* _How to complete this task_:
Lay out the lines below as a JSON list of strings, one string per line and no blank lines, covering from the first line of the records through the line holding "box: [400, 36, 463, 188]", inclusive. Leave the pictures out of the answer.

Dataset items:
● ● ●
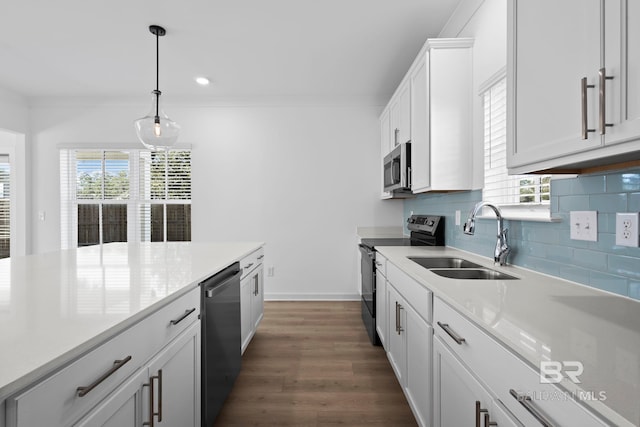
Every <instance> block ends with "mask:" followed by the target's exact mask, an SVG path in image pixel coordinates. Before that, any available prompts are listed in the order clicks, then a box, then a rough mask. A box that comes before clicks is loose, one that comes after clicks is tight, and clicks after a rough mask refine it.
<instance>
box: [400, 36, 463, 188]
mask: <svg viewBox="0 0 640 427" xmlns="http://www.w3.org/2000/svg"><path fill="white" fill-rule="evenodd" d="M472 46H473V40H472V39H429V40H427V42H426V43H425V46H424V48H423V49H422V51H421V53H420V54H419V55H418V57H417V59H416V61H415V62H414V63H413V66H412V68H411V70H410V72H409V76H410V82H411V191H412V192H413V193H422V192H426V191H446V190H468V189H470V188H471V180H472V175H471V171H472V167H471V166H472V159H473V156H472V155H471V151H472V150H471V141H472V128H471V123H472V111H473V107H472V71H473V57H472V52H471V49H472Z"/></svg>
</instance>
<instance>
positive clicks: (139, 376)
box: [74, 368, 149, 427]
mask: <svg viewBox="0 0 640 427" xmlns="http://www.w3.org/2000/svg"><path fill="white" fill-rule="evenodd" d="M148 378H149V376H148V373H147V370H146V369H144V368H141V369H140V370H139V371H138V372H137V373H135V374H133V375H132V376H131V377H130V378H129V379H128V380H127V381H125V382H124V384H122V385H121V386H120V387H118V388H117V389H116V390H115V391H114V392H113V393H111V394H110V395H109V396H107V398H105V399H104V400H103V401H102V402H100V404H99V405H98V406H97V407H96V408H94V409H93V410H92V411H91V412H90V413H89V414H88V415H86V416H85V417H84V418H82V419H81V420H80V421H78V422H77V423H76V424H74V427H96V426H101V427H137V426H140V425H141V424H142V419H147V418H144V417H148V413H146V412H144V409H143V408H146V407H148V391H145V392H144V393H145V396H146V399H145V401H144V402H143V398H142V394H143V390H145V387H143V385H144V384H145V383H147V382H148Z"/></svg>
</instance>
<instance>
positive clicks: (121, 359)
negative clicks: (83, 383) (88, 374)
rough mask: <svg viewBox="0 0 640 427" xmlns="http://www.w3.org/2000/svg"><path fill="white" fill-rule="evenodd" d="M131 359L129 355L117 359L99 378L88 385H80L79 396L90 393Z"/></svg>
mask: <svg viewBox="0 0 640 427" xmlns="http://www.w3.org/2000/svg"><path fill="white" fill-rule="evenodd" d="M129 360H131V356H127V357H125V358H124V359H121V360H115V361H114V362H113V367H112V368H111V369H109V370H108V371H107V372H105V373H104V374H102V375H101V376H100V377H99V378H98V379H97V380H95V381H94V382H93V383H91V384H90V385H88V386H81V387H78V388H77V389H76V391H77V393H78V397H84V396H86V395H87V394H89V392H90V391H91V390H93V389H94V388H96V387H97V386H98V385H99V384H100V383H101V382H102V381H104V380H106V379H107V378H109V377H110V376H111V375H113V374H114V373H115V372H116V371H117V370H118V369H120V368H122V367H123V366H124V365H125V363H127V362H128V361H129Z"/></svg>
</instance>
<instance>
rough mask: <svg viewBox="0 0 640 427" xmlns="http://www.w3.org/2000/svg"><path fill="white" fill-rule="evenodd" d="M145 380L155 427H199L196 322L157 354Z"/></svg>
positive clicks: (199, 424)
mask: <svg viewBox="0 0 640 427" xmlns="http://www.w3.org/2000/svg"><path fill="white" fill-rule="evenodd" d="M149 377H150V381H153V382H154V384H153V386H154V390H155V393H154V401H153V402H152V406H153V411H154V412H156V413H158V416H157V417H156V418H155V425H156V426H168V427H174V426H184V427H199V426H200V323H199V322H196V323H194V324H193V326H191V327H190V328H189V329H187V330H186V331H185V332H184V333H183V334H182V335H181V336H179V337H178V338H176V339H175V340H174V341H172V342H171V343H170V344H169V345H167V346H166V347H165V348H164V349H163V350H162V351H161V352H160V353H158V355H157V356H156V357H155V358H154V359H153V360H152V361H151V362H150V363H149ZM148 409H150V408H148ZM145 411H146V410H145ZM145 419H146V417H145Z"/></svg>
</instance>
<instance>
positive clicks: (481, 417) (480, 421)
mask: <svg viewBox="0 0 640 427" xmlns="http://www.w3.org/2000/svg"><path fill="white" fill-rule="evenodd" d="M487 412H489V411H487V410H486V409H482V408H481V407H480V401H479V400H476V427H481V425H480V423H481V422H482V415H481V414H482V413H487Z"/></svg>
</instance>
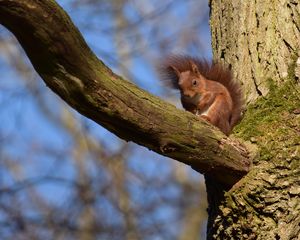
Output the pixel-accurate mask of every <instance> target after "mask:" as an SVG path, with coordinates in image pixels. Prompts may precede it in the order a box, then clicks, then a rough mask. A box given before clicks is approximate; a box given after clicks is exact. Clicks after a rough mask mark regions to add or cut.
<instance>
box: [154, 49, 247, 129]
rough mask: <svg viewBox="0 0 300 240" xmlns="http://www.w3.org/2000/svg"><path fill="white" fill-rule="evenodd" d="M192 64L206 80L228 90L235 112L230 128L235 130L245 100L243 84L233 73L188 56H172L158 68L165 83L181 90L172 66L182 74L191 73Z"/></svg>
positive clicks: (217, 66)
mask: <svg viewBox="0 0 300 240" xmlns="http://www.w3.org/2000/svg"><path fill="white" fill-rule="evenodd" d="M191 62H194V63H195V64H196V65H197V66H198V69H199V71H200V73H201V74H202V75H203V76H204V77H205V78H207V79H208V80H213V81H216V82H219V83H221V84H223V85H224V86H225V87H226V88H227V89H228V91H229V93H230V95H231V98H232V102H233V111H232V116H231V119H230V127H231V128H233V126H234V125H236V124H237V123H238V121H239V120H240V119H241V113H242V110H243V105H244V99H243V94H242V89H241V84H239V83H238V82H237V81H235V80H234V79H233V77H232V74H231V71H230V70H229V69H228V68H226V67H224V66H223V64H221V63H218V62H216V61H213V62H209V61H207V60H204V59H200V58H195V57H191V56H187V55H170V56H168V57H166V58H165V59H164V60H163V61H161V62H160V63H159V66H158V67H157V68H158V72H159V74H160V77H161V79H162V80H163V81H165V82H166V83H167V84H168V85H170V86H171V87H173V88H175V89H179V86H178V77H177V75H176V74H175V72H174V71H173V69H172V67H170V66H173V67H175V68H176V69H178V71H180V72H184V71H191V70H192V66H191Z"/></svg>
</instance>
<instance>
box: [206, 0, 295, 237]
mask: <svg viewBox="0 0 300 240" xmlns="http://www.w3.org/2000/svg"><path fill="white" fill-rule="evenodd" d="M210 6H211V29H212V42H213V48H214V56H215V58H217V59H220V58H222V59H223V60H224V61H225V62H226V63H228V64H230V65H231V66H232V69H233V70H234V74H235V76H236V77H237V78H238V79H239V80H241V81H242V82H243V83H244V86H245V89H246V93H247V97H248V100H250V101H251V102H252V104H250V105H249V106H248V109H247V112H246V115H245V117H244V120H243V122H242V123H241V124H240V125H239V127H238V129H237V136H238V137H240V138H243V139H244V140H248V141H251V142H252V144H254V145H256V147H257V148H258V153H259V154H258V155H257V157H256V158H255V161H254V166H253V169H252V170H251V171H250V173H249V174H248V175H247V176H246V177H245V178H243V179H242V180H241V181H240V182H238V183H237V184H236V185H235V186H234V187H233V188H232V189H230V190H229V191H228V192H226V193H225V194H223V195H221V196H220V199H221V201H219V202H214V201H212V200H210V198H211V194H210V192H209V191H208V194H209V196H208V199H209V201H210V204H211V205H210V209H214V211H213V214H211V215H210V219H209V224H210V225H209V228H208V239H222V240H223V239H261V240H265V239H281V240H286V239H295V240H296V239H299V238H300V177H299V176H300V87H299V72H300V71H299V67H300V58H299V55H300V54H299V49H300V40H299V39H300V2H299V1H292V0H290V1H272V2H270V1H263V0H258V1H236V0H233V1H222V0H212V1H210ZM259 95H263V97H259ZM207 184H209V186H208V189H210V188H211V186H212V183H209V182H208V183H207ZM217 186H219V185H217Z"/></svg>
● ● ●
* _Completed exercise_:
[
  "Every <instance> block ends with \"mask:\" followed by the target's exact mask, an SVG path in image pixel coordinates. Before that, any available prompts are listed in the order clicks, then a box, then a rough mask. A box that comes before clicks is loose, one that comes after clicks is tight, and clicks after a rough mask refine it.",
  "<instance>",
  "box: [400, 36, 463, 188]"
]